# start of Entries

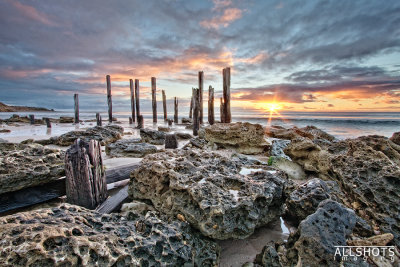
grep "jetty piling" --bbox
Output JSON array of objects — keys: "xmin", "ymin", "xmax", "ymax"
[
  {"xmin": 65, "ymin": 139, "xmax": 107, "ymax": 209},
  {"xmin": 106, "ymin": 75, "xmax": 112, "ymax": 123}
]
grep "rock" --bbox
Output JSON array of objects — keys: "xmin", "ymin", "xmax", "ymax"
[
  {"xmin": 129, "ymin": 149, "xmax": 286, "ymax": 239},
  {"xmin": 390, "ymin": 132, "xmax": 400, "ymax": 145},
  {"xmin": 36, "ymin": 125, "xmax": 124, "ymax": 146},
  {"xmin": 140, "ymin": 129, "xmax": 165, "ymax": 145},
  {"xmin": 0, "ymin": 143, "xmax": 64, "ymax": 194},
  {"xmin": 288, "ymin": 199, "xmax": 356, "ymax": 267},
  {"xmin": 0, "ymin": 204, "xmax": 219, "ymax": 266},
  {"xmin": 106, "ymin": 138, "xmax": 157, "ymax": 158},
  {"xmin": 204, "ymin": 122, "xmax": 269, "ymax": 155},
  {"xmin": 269, "ymin": 139, "xmax": 291, "ymax": 160},
  {"xmin": 59, "ymin": 117, "xmax": 74, "ymax": 123},
  {"xmin": 175, "ymin": 132, "xmax": 193, "ymax": 139},
  {"xmin": 165, "ymin": 134, "xmax": 178, "ymax": 149}
]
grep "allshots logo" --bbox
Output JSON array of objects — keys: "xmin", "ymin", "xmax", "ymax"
[{"xmin": 334, "ymin": 246, "xmax": 395, "ymax": 262}]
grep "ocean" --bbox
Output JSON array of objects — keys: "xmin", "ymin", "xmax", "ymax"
[{"xmin": 0, "ymin": 109, "xmax": 400, "ymax": 139}]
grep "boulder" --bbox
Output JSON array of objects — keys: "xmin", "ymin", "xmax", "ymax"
[
  {"xmin": 165, "ymin": 134, "xmax": 178, "ymax": 149},
  {"xmin": 204, "ymin": 122, "xmax": 270, "ymax": 155},
  {"xmin": 0, "ymin": 142, "xmax": 64, "ymax": 194},
  {"xmin": 106, "ymin": 138, "xmax": 157, "ymax": 158},
  {"xmin": 0, "ymin": 204, "xmax": 219, "ymax": 266},
  {"xmin": 129, "ymin": 149, "xmax": 286, "ymax": 239},
  {"xmin": 140, "ymin": 129, "xmax": 165, "ymax": 145}
]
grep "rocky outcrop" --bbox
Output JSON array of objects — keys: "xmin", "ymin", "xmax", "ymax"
[
  {"xmin": 129, "ymin": 149, "xmax": 286, "ymax": 239},
  {"xmin": 204, "ymin": 122, "xmax": 270, "ymax": 155},
  {"xmin": 0, "ymin": 204, "xmax": 219, "ymax": 266},
  {"xmin": 0, "ymin": 142, "xmax": 64, "ymax": 193},
  {"xmin": 106, "ymin": 138, "xmax": 157, "ymax": 158},
  {"xmin": 140, "ymin": 129, "xmax": 165, "ymax": 145},
  {"xmin": 36, "ymin": 125, "xmax": 124, "ymax": 146}
]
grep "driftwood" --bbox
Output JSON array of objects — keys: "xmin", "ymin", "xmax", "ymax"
[
  {"xmin": 0, "ymin": 163, "xmax": 139, "ymax": 215},
  {"xmin": 65, "ymin": 139, "xmax": 107, "ymax": 209}
]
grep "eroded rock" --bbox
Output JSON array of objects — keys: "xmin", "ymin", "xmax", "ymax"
[{"xmin": 129, "ymin": 149, "xmax": 285, "ymax": 239}]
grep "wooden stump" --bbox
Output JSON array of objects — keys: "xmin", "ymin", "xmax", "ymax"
[
  {"xmin": 208, "ymin": 85, "xmax": 215, "ymax": 125},
  {"xmin": 174, "ymin": 97, "xmax": 178, "ymax": 123},
  {"xmin": 74, "ymin": 94, "xmax": 79, "ymax": 123},
  {"xmin": 96, "ymin": 113, "xmax": 103, "ymax": 126},
  {"xmin": 65, "ymin": 139, "xmax": 107, "ymax": 209},
  {"xmin": 151, "ymin": 77, "xmax": 157, "ymax": 123},
  {"xmin": 106, "ymin": 75, "xmax": 112, "ymax": 123},
  {"xmin": 129, "ymin": 79, "xmax": 136, "ymax": 124}
]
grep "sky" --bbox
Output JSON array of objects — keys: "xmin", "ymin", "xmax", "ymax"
[{"xmin": 0, "ymin": 0, "xmax": 400, "ymax": 112}]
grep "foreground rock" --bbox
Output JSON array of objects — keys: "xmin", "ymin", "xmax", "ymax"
[
  {"xmin": 106, "ymin": 138, "xmax": 157, "ymax": 158},
  {"xmin": 204, "ymin": 122, "xmax": 270, "ymax": 155},
  {"xmin": 0, "ymin": 142, "xmax": 64, "ymax": 193},
  {"xmin": 36, "ymin": 125, "xmax": 124, "ymax": 146},
  {"xmin": 0, "ymin": 204, "xmax": 219, "ymax": 266},
  {"xmin": 129, "ymin": 149, "xmax": 285, "ymax": 239}
]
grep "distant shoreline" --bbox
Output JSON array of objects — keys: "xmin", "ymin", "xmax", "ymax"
[{"xmin": 0, "ymin": 102, "xmax": 54, "ymax": 112}]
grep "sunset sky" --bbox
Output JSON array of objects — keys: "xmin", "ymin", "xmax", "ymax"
[{"xmin": 0, "ymin": 0, "xmax": 400, "ymax": 112}]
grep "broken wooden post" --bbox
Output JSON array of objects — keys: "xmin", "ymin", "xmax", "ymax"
[
  {"xmin": 222, "ymin": 67, "xmax": 232, "ymax": 123},
  {"xmin": 174, "ymin": 97, "xmax": 178, "ymax": 123},
  {"xmin": 192, "ymin": 89, "xmax": 200, "ymax": 136},
  {"xmin": 199, "ymin": 71, "xmax": 204, "ymax": 124},
  {"xmin": 135, "ymin": 79, "xmax": 140, "ymax": 123},
  {"xmin": 162, "ymin": 90, "xmax": 168, "ymax": 121},
  {"xmin": 151, "ymin": 77, "xmax": 157, "ymax": 123},
  {"xmin": 44, "ymin": 118, "xmax": 51, "ymax": 128},
  {"xmin": 208, "ymin": 85, "xmax": 215, "ymax": 125},
  {"xmin": 65, "ymin": 139, "xmax": 107, "ymax": 209},
  {"xmin": 106, "ymin": 75, "xmax": 112, "ymax": 123},
  {"xmin": 96, "ymin": 113, "xmax": 102, "ymax": 126},
  {"xmin": 74, "ymin": 94, "xmax": 79, "ymax": 123},
  {"xmin": 129, "ymin": 79, "xmax": 136, "ymax": 124}
]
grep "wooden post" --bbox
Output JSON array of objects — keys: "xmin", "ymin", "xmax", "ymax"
[
  {"xmin": 199, "ymin": 71, "xmax": 204, "ymax": 124},
  {"xmin": 208, "ymin": 85, "xmax": 215, "ymax": 125},
  {"xmin": 192, "ymin": 89, "xmax": 200, "ymax": 136},
  {"xmin": 135, "ymin": 79, "xmax": 140, "ymax": 123},
  {"xmin": 96, "ymin": 113, "xmax": 102, "ymax": 126},
  {"xmin": 44, "ymin": 118, "xmax": 51, "ymax": 128},
  {"xmin": 162, "ymin": 90, "xmax": 168, "ymax": 121},
  {"xmin": 74, "ymin": 94, "xmax": 79, "ymax": 123},
  {"xmin": 65, "ymin": 139, "xmax": 107, "ymax": 209},
  {"xmin": 151, "ymin": 77, "xmax": 157, "ymax": 123},
  {"xmin": 174, "ymin": 97, "xmax": 178, "ymax": 123},
  {"xmin": 222, "ymin": 67, "xmax": 232, "ymax": 123},
  {"xmin": 29, "ymin": 114, "xmax": 35, "ymax": 124},
  {"xmin": 129, "ymin": 79, "xmax": 136, "ymax": 124},
  {"xmin": 106, "ymin": 75, "xmax": 112, "ymax": 123}
]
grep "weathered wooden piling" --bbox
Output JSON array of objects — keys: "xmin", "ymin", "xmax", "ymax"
[
  {"xmin": 74, "ymin": 94, "xmax": 79, "ymax": 123},
  {"xmin": 135, "ymin": 79, "xmax": 140, "ymax": 123},
  {"xmin": 174, "ymin": 97, "xmax": 178, "ymax": 123},
  {"xmin": 106, "ymin": 75, "xmax": 112, "ymax": 123},
  {"xmin": 192, "ymin": 89, "xmax": 200, "ymax": 136},
  {"xmin": 222, "ymin": 67, "xmax": 232, "ymax": 123},
  {"xmin": 129, "ymin": 79, "xmax": 136, "ymax": 124},
  {"xmin": 199, "ymin": 71, "xmax": 204, "ymax": 124},
  {"xmin": 44, "ymin": 118, "xmax": 51, "ymax": 128},
  {"xmin": 162, "ymin": 90, "xmax": 168, "ymax": 121},
  {"xmin": 151, "ymin": 77, "xmax": 157, "ymax": 123},
  {"xmin": 208, "ymin": 85, "xmax": 215, "ymax": 125},
  {"xmin": 65, "ymin": 139, "xmax": 107, "ymax": 209},
  {"xmin": 29, "ymin": 114, "xmax": 35, "ymax": 124}
]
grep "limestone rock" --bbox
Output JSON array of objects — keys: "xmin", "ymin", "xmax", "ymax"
[
  {"xmin": 0, "ymin": 143, "xmax": 64, "ymax": 193},
  {"xmin": 106, "ymin": 138, "xmax": 157, "ymax": 158},
  {"xmin": 129, "ymin": 149, "xmax": 286, "ymax": 239},
  {"xmin": 204, "ymin": 122, "xmax": 270, "ymax": 155},
  {"xmin": 0, "ymin": 204, "xmax": 219, "ymax": 266},
  {"xmin": 140, "ymin": 129, "xmax": 165, "ymax": 145}
]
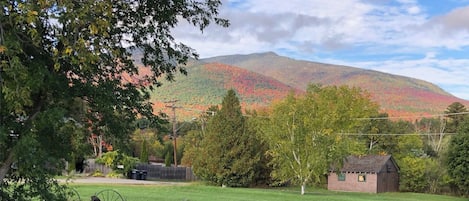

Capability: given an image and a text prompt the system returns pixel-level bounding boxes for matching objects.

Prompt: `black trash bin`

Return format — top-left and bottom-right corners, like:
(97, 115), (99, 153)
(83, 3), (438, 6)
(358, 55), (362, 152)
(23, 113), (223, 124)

(141, 170), (147, 180)
(127, 169), (137, 179)
(137, 170), (147, 180)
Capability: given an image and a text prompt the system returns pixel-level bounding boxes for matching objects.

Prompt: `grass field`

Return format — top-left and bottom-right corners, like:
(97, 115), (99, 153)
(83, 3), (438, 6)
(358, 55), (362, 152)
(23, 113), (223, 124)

(71, 184), (467, 201)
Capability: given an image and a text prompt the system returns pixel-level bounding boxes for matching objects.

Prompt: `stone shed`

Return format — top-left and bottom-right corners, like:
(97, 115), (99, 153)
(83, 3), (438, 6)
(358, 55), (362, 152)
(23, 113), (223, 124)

(327, 155), (399, 193)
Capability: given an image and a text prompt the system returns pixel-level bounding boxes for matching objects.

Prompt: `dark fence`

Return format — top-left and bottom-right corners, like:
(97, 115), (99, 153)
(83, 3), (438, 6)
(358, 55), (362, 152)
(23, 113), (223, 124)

(83, 159), (112, 175)
(137, 164), (197, 181)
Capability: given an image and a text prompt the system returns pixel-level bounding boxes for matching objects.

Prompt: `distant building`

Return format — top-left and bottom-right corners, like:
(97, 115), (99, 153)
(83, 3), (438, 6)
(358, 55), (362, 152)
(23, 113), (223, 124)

(327, 155), (399, 193)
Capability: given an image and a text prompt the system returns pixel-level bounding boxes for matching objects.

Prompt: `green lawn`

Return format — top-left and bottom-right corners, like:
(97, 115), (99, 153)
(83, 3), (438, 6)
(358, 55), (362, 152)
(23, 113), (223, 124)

(71, 184), (467, 201)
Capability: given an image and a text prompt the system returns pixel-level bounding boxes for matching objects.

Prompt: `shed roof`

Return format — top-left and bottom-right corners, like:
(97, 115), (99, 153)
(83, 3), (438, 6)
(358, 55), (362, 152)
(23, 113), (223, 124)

(341, 155), (399, 173)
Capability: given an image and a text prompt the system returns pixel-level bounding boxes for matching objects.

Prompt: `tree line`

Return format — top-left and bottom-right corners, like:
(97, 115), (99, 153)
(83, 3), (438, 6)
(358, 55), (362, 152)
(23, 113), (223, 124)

(176, 85), (469, 195)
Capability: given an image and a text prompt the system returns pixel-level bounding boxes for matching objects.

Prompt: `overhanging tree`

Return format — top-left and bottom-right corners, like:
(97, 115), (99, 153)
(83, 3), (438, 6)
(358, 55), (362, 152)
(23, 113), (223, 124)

(265, 85), (377, 194)
(0, 0), (228, 200)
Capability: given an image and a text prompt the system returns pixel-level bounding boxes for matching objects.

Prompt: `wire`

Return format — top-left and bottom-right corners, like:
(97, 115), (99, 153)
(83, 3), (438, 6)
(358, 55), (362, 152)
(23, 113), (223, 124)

(339, 133), (456, 136)
(356, 112), (469, 120)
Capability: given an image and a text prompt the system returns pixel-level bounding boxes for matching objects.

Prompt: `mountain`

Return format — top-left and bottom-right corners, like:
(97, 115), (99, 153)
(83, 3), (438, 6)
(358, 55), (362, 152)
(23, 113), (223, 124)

(202, 52), (469, 116)
(144, 52), (469, 116)
(151, 62), (302, 117)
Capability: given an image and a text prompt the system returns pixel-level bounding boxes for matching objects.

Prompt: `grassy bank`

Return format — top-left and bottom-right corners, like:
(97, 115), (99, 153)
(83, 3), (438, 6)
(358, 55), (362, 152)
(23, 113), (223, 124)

(72, 184), (467, 201)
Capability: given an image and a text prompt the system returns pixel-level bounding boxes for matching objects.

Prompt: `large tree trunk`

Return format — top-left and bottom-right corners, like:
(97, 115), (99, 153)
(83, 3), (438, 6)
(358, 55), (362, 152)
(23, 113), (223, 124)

(301, 183), (306, 195)
(0, 151), (14, 186)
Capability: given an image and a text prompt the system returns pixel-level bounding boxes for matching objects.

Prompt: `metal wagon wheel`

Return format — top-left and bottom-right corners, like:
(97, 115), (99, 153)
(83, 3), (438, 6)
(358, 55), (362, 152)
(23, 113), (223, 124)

(65, 188), (81, 201)
(94, 189), (125, 201)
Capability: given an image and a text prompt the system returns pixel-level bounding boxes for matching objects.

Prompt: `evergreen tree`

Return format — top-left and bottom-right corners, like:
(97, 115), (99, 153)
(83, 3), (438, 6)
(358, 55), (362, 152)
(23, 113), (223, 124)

(447, 119), (469, 196)
(445, 102), (467, 133)
(193, 89), (260, 187)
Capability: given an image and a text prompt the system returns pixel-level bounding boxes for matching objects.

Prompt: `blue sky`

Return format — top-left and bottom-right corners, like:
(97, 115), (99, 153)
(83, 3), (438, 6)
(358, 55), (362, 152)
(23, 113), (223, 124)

(174, 0), (469, 100)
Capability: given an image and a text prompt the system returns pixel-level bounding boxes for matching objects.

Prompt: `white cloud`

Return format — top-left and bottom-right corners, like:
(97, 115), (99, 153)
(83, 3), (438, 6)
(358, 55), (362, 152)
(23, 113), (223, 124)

(174, 0), (469, 99)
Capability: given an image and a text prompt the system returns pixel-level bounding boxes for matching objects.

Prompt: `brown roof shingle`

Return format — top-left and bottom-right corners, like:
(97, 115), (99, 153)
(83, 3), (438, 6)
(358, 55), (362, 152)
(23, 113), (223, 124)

(341, 155), (396, 173)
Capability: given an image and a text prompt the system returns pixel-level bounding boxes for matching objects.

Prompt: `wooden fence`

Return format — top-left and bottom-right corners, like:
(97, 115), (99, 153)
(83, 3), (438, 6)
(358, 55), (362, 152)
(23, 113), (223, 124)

(137, 164), (197, 181)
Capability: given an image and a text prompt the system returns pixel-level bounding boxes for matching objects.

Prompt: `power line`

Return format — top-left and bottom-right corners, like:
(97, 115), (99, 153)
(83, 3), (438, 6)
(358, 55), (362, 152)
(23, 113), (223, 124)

(356, 112), (469, 120)
(338, 133), (456, 136)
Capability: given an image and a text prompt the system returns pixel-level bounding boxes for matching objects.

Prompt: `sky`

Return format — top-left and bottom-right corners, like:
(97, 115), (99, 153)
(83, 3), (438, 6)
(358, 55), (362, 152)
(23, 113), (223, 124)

(173, 0), (469, 100)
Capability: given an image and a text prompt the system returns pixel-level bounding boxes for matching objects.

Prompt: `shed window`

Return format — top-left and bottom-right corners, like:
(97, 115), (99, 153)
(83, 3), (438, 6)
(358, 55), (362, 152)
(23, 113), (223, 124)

(358, 174), (366, 182)
(337, 172), (345, 181)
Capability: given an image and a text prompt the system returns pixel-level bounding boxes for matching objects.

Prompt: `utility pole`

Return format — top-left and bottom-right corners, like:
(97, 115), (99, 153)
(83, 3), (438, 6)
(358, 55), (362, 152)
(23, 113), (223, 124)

(166, 100), (178, 167)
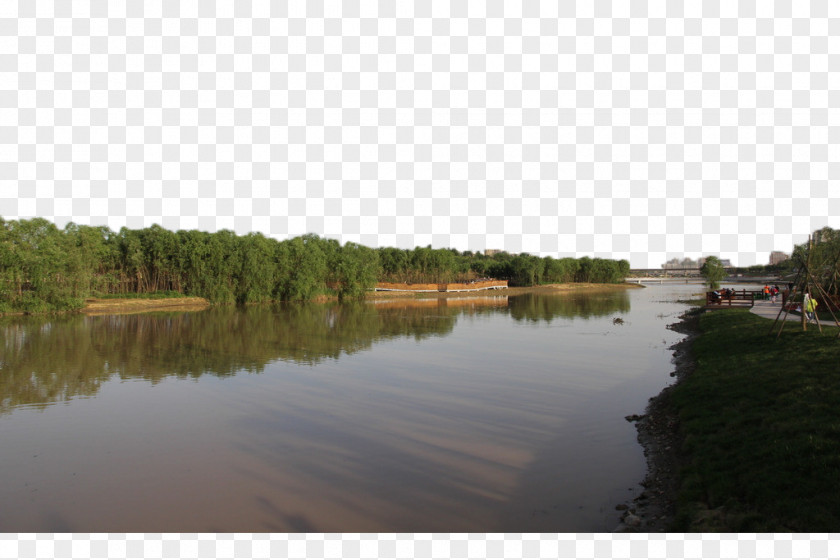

# end of Entries

Please pull out every line of the rows above that contains the word "wooden", matching case exactly.

grep "wooden stump" --bbox
grep "broken wooden post" --bbox
grep "wooden post" --bbox
grep "weathered wooden piling" --bbox
Prompt: `wooden fence`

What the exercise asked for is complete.